**DIRECTION:**
Everything from the line containing "Put one point on every instance of the gray sky" to the last line of the records must be returned verbatim; nothing else belongs in the output.

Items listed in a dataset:

________

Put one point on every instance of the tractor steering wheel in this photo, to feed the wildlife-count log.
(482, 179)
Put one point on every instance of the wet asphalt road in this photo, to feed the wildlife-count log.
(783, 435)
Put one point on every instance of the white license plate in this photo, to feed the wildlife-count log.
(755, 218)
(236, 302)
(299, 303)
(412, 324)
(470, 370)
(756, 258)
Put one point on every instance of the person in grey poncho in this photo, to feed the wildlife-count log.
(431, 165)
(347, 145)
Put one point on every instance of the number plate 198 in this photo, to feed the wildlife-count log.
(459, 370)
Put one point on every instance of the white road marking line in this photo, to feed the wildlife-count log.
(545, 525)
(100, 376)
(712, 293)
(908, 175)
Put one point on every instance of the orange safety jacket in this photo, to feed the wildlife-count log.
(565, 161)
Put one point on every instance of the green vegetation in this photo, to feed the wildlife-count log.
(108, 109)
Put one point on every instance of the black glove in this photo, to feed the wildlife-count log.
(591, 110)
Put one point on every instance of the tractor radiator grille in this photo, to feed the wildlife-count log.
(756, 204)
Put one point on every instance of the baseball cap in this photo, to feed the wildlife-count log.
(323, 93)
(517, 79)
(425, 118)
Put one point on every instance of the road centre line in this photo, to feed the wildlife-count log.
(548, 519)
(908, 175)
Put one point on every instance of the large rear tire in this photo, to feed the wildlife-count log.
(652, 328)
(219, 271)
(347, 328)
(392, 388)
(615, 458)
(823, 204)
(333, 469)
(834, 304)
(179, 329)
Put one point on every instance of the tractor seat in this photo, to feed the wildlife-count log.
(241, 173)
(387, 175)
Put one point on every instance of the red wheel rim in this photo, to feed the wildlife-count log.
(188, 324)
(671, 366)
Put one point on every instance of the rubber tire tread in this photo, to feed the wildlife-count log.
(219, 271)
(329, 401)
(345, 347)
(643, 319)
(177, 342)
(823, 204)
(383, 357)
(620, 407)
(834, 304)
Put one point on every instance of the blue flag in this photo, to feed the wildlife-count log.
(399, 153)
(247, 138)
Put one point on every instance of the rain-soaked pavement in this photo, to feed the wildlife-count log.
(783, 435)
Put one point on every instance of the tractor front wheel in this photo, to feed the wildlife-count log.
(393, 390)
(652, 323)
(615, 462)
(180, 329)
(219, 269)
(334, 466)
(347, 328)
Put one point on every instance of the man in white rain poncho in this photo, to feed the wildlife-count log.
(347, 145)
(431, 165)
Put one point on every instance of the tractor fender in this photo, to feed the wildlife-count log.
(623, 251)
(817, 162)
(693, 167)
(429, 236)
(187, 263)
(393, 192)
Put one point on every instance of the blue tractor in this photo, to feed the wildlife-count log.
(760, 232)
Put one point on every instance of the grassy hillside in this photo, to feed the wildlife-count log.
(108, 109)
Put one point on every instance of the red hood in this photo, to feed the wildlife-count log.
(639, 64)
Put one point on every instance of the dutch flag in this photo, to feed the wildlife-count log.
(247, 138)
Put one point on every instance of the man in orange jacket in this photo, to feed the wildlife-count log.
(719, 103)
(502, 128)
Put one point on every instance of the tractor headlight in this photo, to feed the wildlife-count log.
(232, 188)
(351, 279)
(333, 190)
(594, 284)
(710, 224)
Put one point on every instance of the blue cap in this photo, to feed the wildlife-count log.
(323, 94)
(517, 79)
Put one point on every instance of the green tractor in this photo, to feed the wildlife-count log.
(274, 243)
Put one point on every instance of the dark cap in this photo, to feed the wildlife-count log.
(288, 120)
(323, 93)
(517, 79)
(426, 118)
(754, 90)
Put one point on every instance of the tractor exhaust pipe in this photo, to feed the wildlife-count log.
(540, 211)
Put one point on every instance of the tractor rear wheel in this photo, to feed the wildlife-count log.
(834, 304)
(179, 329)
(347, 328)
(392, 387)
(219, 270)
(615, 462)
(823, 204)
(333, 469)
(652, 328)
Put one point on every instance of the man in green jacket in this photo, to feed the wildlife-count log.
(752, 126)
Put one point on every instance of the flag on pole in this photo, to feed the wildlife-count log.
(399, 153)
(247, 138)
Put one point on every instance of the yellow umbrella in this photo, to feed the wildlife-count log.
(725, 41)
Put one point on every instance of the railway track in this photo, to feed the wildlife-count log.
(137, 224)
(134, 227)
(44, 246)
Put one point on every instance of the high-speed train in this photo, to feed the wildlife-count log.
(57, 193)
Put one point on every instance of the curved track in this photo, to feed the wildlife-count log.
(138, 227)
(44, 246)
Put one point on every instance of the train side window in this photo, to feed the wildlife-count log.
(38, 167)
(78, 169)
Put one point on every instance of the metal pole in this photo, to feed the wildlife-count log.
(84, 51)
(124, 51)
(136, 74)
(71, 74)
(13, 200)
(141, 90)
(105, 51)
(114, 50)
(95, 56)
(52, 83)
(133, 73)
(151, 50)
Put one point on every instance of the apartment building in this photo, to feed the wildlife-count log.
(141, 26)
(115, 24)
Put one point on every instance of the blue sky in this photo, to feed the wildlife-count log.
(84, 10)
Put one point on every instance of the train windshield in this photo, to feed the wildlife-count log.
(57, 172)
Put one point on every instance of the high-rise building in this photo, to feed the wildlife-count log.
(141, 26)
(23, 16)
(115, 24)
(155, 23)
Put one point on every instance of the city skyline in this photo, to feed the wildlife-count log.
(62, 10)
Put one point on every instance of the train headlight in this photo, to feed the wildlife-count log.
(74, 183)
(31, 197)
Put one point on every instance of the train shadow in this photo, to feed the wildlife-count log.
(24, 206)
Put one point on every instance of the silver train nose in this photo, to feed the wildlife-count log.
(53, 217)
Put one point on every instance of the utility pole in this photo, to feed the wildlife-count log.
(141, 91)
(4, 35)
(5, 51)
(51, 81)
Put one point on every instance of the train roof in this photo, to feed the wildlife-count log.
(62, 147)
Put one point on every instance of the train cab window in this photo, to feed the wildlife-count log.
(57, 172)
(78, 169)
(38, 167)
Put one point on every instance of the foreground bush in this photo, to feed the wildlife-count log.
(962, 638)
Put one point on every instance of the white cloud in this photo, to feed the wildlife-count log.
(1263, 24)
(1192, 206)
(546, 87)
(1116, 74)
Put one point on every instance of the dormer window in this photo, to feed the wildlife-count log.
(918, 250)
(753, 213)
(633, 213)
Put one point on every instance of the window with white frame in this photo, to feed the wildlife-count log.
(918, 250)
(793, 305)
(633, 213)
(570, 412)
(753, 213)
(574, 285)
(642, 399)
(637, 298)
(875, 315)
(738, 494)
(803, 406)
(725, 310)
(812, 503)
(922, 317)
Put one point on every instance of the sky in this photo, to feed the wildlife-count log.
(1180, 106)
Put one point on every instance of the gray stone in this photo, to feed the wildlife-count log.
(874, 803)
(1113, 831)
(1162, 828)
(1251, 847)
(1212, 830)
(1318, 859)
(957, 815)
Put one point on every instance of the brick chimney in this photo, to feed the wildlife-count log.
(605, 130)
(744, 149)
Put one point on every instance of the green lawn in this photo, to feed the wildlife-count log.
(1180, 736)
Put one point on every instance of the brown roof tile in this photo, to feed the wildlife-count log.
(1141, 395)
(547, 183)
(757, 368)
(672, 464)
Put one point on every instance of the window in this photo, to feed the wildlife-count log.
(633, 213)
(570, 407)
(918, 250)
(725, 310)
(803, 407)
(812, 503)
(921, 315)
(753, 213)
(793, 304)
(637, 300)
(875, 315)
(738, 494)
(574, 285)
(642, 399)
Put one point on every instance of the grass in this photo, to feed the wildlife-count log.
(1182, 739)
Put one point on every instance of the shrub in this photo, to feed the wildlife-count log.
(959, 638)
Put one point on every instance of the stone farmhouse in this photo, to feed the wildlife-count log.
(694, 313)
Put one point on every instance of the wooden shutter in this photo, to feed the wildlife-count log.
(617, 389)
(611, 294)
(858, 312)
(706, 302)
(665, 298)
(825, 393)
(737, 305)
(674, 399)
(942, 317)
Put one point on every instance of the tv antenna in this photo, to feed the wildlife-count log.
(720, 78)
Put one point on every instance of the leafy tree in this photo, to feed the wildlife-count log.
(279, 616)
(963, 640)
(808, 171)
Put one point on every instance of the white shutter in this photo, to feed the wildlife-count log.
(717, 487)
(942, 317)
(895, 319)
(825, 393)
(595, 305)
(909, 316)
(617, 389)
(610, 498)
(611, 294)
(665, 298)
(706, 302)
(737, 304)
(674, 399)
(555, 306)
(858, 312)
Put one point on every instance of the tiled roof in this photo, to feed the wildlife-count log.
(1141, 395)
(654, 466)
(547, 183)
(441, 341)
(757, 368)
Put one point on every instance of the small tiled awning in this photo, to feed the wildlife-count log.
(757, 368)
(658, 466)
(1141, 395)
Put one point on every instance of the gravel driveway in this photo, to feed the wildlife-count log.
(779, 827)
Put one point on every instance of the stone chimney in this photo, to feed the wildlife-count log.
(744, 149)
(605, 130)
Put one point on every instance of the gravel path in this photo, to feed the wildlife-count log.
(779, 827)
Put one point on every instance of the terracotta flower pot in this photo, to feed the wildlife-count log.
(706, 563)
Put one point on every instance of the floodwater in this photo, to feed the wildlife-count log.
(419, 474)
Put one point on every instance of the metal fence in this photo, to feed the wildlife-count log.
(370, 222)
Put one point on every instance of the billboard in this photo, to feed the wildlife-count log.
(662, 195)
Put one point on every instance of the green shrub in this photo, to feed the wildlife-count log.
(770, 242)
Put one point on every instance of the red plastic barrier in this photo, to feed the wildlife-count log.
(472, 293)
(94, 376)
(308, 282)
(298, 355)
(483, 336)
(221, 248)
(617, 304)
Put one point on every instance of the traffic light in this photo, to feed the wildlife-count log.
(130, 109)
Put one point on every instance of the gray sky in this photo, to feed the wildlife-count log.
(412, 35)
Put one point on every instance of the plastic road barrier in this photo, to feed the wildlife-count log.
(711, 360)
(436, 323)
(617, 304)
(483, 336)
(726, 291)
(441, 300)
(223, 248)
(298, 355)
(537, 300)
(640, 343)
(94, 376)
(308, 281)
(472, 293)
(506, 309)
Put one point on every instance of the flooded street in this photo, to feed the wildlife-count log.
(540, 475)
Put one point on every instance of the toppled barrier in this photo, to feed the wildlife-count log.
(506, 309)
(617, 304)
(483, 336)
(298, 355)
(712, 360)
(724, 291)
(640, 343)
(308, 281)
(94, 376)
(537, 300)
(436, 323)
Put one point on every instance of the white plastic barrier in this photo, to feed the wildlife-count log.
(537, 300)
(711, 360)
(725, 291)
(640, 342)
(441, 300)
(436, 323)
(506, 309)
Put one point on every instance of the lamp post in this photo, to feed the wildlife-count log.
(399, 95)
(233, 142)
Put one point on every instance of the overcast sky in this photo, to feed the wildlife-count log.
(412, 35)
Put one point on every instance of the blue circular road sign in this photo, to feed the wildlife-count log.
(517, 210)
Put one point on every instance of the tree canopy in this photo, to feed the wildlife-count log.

________

**SOLUTION FOR THIS PROBLEM:**
Put one point on every instance of the gray sky in this photo, to feed the wildlife-count log.
(412, 35)
Put one point on every instance of the plastic road barrier in this photo, to feed the wildlife-count log.
(711, 360)
(436, 323)
(617, 304)
(483, 336)
(726, 291)
(441, 300)
(223, 248)
(298, 355)
(537, 300)
(640, 343)
(94, 376)
(308, 281)
(472, 293)
(506, 309)
Put one point on every instance of the flooded street in this photo, to feed the wildlife-count log.
(540, 475)
Put one point on every instance of the toppled barrier in this photo, to feed the wildlife-count log.
(506, 309)
(617, 304)
(483, 336)
(298, 355)
(712, 360)
(724, 291)
(640, 343)
(308, 281)
(94, 376)
(537, 300)
(436, 323)
Put one point on every instance of the white plastic barrier in this photo, to feed the wildlife-count log.
(537, 300)
(711, 360)
(725, 291)
(640, 342)
(441, 300)
(436, 323)
(506, 309)
Put one point on every instance of the lamp post in this photo, to feed the wildlife-count log.
(399, 95)
(233, 142)
Put one point on every instance of the overcast sky in this photo, to feed the wildlife-count log.
(412, 35)
Put one point on every instance of the blue circular road sign in this photo, to feed the wildlife-count log.
(517, 210)
Put one point on every instance of the tree canopy in this photo, to feed the wildlife-count log.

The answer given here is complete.